--- SUPPLIED MATERIAL ---
-----

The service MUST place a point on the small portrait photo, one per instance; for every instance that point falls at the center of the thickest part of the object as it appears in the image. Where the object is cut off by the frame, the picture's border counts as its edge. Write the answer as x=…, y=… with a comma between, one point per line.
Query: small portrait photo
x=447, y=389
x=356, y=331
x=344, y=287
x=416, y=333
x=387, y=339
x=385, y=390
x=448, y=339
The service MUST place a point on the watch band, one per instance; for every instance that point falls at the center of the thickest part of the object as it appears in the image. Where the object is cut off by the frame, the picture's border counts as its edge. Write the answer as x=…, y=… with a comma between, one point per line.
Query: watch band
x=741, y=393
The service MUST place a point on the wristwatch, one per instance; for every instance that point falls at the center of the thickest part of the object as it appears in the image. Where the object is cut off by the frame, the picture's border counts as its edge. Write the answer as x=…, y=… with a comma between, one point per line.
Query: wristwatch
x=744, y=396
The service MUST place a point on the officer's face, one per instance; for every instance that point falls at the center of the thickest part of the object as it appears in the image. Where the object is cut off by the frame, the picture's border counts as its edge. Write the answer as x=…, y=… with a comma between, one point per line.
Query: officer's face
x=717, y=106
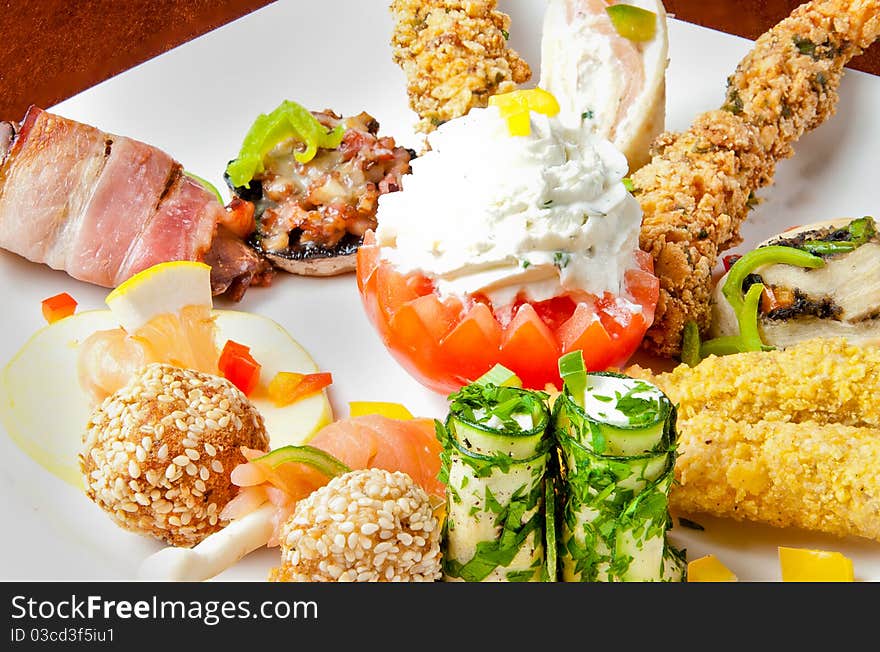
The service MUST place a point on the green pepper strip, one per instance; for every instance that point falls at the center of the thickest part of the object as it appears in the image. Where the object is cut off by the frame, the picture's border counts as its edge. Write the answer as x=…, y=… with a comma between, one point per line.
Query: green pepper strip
x=309, y=455
x=823, y=248
x=749, y=339
x=732, y=288
x=574, y=374
x=289, y=120
x=690, y=344
x=207, y=185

-----

--- WORK REQUEST ---
Each record should be written out again exactly, though without its pictures.

--- OUTPUT ---
The service MUST place a point on the small portrait photo, one per instance; for every instance that point falls at the center of the thickest part of the object as it appears in the image. Where the object is cut off by the frame, the picture's border counts as its edge. Write the answer as x=…, y=… with a comma between, one point per line.
Query: small portrait photo
x=447, y=389
x=356, y=331
x=344, y=287
x=416, y=333
x=387, y=339
x=385, y=390
x=448, y=339
The service MUST place a point on the watch band, one per instance; for every instance that point falls at the center of the thickest part of the object as it appears in the image. Where the object is cut off by the frame, the picture's border counts as its edge. Write the answer as x=…, y=… with a comma between, one point per line.
Query: watch band
x=741, y=393
The service MUST place a point on the wristwatch, one per instance; for every instance that point falls at the center of the thickest part of the object as it appears in the image. Where the object is cut off by the frame, the picture's border counts as its edge. Write the answer as x=…, y=… with a comma between, one point per line.
Query: wristwatch
x=744, y=396
The service MUST place a point on the officer's face, one per instance; for every instance that point falls at the center of the thickest part of the object as it appears in the image. Where the object is cut off by the frame, the picture's border counts as its edge. Write the answer as x=…, y=… with a comma between, one point per line.
Query: officer's face
x=717, y=106
The service MUST place a point on the green pepper strip, one per instance; for every instance that point falls at the center of the thickest part of the object as it appears in the image. Where the object is cut off by the frame, the picture's border counts as its edge. Write the answer as x=…, y=… with a comma between, one point per line.
Query: green pepper strip
x=309, y=455
x=823, y=248
x=749, y=339
x=732, y=288
x=574, y=374
x=289, y=120
x=690, y=344
x=207, y=185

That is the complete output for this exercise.